REQUIREMENTS
Transcribe the tail of the listing: start at the line containing "Where can the concrete" and stop after the last line, keeping every character as is and adding nothing.
==================================================
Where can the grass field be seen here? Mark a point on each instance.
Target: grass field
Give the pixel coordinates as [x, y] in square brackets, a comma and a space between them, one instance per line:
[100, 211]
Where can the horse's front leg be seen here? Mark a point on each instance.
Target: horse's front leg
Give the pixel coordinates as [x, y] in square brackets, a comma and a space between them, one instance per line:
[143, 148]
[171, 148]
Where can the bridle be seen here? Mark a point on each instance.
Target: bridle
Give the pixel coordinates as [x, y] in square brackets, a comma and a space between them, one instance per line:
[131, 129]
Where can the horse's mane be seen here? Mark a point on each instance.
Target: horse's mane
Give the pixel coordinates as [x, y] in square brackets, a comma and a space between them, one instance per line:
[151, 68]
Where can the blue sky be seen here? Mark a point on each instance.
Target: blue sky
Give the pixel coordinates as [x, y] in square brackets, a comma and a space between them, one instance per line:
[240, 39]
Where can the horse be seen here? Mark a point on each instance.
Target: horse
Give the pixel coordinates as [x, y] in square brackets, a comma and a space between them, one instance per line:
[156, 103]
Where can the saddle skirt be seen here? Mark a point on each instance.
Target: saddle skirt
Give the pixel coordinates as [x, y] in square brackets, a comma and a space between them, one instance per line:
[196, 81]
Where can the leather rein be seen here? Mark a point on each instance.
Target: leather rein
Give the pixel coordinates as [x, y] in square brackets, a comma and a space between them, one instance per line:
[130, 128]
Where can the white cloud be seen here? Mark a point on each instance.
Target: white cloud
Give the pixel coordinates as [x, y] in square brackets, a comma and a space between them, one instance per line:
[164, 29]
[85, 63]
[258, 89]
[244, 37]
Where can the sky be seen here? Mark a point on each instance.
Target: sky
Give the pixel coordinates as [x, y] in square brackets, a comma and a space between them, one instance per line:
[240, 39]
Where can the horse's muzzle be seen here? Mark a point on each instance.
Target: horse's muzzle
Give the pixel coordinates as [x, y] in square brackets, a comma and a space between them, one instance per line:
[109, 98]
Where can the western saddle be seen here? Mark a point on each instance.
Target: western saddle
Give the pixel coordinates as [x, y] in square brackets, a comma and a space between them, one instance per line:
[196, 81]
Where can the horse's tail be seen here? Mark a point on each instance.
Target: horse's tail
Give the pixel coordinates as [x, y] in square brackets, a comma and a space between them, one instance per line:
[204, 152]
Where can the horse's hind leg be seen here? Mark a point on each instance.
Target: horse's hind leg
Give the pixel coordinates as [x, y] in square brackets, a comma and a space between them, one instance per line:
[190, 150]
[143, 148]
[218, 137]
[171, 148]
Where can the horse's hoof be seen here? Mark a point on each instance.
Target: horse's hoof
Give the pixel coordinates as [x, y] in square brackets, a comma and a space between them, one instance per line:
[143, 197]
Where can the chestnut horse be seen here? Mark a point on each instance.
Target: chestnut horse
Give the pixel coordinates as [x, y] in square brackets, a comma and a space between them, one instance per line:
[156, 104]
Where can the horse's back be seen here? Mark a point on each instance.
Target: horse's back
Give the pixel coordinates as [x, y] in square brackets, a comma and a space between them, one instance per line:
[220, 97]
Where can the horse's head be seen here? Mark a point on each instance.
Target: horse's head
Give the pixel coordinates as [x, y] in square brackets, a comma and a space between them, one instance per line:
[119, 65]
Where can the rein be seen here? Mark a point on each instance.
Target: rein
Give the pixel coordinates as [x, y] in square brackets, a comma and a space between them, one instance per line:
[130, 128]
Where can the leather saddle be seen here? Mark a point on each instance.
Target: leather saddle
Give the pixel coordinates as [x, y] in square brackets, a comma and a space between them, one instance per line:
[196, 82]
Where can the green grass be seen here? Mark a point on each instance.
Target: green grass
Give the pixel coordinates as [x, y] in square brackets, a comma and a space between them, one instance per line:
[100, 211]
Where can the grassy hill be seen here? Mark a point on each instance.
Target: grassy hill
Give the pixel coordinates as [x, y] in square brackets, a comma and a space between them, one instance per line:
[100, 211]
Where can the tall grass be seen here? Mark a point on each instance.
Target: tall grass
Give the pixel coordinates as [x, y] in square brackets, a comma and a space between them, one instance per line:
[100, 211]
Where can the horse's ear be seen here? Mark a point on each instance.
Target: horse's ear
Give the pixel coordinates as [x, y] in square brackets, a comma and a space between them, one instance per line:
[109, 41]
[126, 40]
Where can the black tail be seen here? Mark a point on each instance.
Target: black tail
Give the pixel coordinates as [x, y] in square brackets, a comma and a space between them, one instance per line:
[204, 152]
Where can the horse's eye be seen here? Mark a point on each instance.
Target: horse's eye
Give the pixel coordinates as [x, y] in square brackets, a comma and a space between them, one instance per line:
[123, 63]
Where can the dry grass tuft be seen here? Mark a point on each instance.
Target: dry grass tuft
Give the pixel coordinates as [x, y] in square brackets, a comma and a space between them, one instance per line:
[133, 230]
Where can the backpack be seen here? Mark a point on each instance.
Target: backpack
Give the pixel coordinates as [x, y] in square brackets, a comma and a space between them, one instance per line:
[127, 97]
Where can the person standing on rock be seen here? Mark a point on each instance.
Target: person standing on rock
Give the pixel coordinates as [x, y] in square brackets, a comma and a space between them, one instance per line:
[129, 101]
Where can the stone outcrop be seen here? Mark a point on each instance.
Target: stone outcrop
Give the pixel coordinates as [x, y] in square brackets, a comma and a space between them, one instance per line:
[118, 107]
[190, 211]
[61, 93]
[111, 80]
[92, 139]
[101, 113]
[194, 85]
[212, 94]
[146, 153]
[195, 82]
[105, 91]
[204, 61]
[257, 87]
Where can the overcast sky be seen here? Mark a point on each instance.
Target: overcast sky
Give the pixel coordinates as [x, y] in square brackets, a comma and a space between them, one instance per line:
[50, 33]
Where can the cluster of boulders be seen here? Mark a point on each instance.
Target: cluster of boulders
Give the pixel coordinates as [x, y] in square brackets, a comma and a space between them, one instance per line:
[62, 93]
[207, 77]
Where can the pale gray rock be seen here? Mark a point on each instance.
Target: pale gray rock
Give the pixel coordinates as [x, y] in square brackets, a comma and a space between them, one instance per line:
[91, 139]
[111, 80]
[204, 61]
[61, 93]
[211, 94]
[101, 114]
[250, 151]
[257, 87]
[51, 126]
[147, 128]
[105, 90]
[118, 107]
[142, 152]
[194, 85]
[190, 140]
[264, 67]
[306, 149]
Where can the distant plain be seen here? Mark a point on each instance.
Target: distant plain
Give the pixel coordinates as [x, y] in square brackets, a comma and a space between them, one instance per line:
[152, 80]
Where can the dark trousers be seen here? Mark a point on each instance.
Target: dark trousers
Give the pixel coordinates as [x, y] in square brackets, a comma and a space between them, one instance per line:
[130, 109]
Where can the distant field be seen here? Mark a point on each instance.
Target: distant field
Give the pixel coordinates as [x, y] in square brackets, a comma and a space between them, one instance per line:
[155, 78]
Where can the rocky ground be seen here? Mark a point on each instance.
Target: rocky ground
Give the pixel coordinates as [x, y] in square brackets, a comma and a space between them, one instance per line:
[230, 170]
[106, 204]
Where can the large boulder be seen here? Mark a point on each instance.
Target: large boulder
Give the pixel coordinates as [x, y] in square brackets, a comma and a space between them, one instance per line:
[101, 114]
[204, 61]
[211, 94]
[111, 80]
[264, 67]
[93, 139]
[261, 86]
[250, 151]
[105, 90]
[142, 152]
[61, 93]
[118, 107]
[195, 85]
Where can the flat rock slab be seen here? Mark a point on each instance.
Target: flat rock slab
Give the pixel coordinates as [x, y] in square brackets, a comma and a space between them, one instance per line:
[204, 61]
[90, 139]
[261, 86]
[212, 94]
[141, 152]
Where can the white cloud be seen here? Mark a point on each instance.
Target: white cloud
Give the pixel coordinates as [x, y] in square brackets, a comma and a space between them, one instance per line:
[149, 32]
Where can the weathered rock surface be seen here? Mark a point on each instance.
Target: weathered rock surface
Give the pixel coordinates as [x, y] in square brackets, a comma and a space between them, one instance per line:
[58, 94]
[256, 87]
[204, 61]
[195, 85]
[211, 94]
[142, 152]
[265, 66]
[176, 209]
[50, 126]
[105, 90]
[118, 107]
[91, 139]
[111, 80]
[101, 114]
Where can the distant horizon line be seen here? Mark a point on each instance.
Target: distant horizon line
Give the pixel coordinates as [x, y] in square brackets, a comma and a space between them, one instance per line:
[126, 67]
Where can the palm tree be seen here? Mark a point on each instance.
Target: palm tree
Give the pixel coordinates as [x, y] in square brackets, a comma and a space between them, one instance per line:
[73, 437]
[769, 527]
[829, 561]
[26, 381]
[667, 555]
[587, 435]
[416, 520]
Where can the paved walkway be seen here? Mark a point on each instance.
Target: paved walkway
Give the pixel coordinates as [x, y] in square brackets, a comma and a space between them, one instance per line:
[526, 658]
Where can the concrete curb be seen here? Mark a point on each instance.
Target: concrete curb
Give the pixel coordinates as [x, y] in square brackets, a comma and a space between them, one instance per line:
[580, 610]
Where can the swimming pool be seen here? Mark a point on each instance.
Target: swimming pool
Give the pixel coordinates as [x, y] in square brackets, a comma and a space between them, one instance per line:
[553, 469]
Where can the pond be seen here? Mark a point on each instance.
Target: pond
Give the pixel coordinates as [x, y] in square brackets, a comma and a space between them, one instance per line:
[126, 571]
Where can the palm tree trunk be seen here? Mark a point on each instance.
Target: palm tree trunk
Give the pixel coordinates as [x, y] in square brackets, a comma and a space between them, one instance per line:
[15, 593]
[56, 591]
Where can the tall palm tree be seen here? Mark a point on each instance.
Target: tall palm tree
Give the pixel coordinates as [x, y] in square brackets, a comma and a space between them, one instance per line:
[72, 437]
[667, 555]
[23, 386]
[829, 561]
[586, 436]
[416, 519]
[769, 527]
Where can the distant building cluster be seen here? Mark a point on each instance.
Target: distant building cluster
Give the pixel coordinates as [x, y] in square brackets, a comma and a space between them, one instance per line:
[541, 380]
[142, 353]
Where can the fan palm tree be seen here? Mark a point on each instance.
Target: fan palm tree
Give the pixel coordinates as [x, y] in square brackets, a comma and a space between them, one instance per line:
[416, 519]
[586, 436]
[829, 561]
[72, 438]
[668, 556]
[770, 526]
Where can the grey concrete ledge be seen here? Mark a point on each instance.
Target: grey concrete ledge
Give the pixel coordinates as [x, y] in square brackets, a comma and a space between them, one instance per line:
==================================================
WRITTEN SOLUTION
Where can the concrete curb be seen here? Mark a point on each instance.
Target: concrete curb
Give the pixel coordinates as [x, y] in square brackets, a comma and a space between them, one instance per line:
[580, 610]
Where can the swimming pool be seen here? Mark a point on each instance.
Target: swimming pool
Give the pixel coordinates as [x, y] in square brackets, a comma and a space between them, one instance per line:
[553, 469]
Where can the pond be seen here? Mark a point on each instance.
Target: pond
Give the pixel coordinates as [x, y] in square brackets, a comma and a space between them, one instance per line:
[126, 571]
Where can the palm tree trunk be seen here? Mark a point on each instance.
Target: palm tree trunk
Give the pixel coordinates as [x, y] in square brackets, a comma and a space between them, one instance per line:
[15, 593]
[56, 591]
Where can the tall palm tree be seen here? Mark a point on each instance.
Target: tall palm tree
Give the pixel coordinates as [x, y] in square brackets, a comma and a space between them, one instance per line:
[72, 437]
[667, 555]
[23, 386]
[829, 561]
[586, 436]
[416, 519]
[769, 527]
Where can the distant building cluster be seen here? Mark a point on each instance.
Target: distant building cluster
Give the pixel coordinates as [x, y] in square brackets, a comma and a space between them, one instance per line:
[541, 380]
[142, 353]
Where can the fan palm tree be seen here? Mark a point on each instance.
Target: fan palm tree
Give the pixel coordinates as [x, y] in square brackets, a comma and a space between them, one instance per line:
[416, 519]
[586, 436]
[829, 561]
[72, 438]
[668, 556]
[770, 526]
Where can the grey concrete ledge be seen here? Mark a point on each instance.
Target: grey concrete ledge
Give the pixel coordinates as [x, y] in square brackets, a comma and a space between them, one instance per line:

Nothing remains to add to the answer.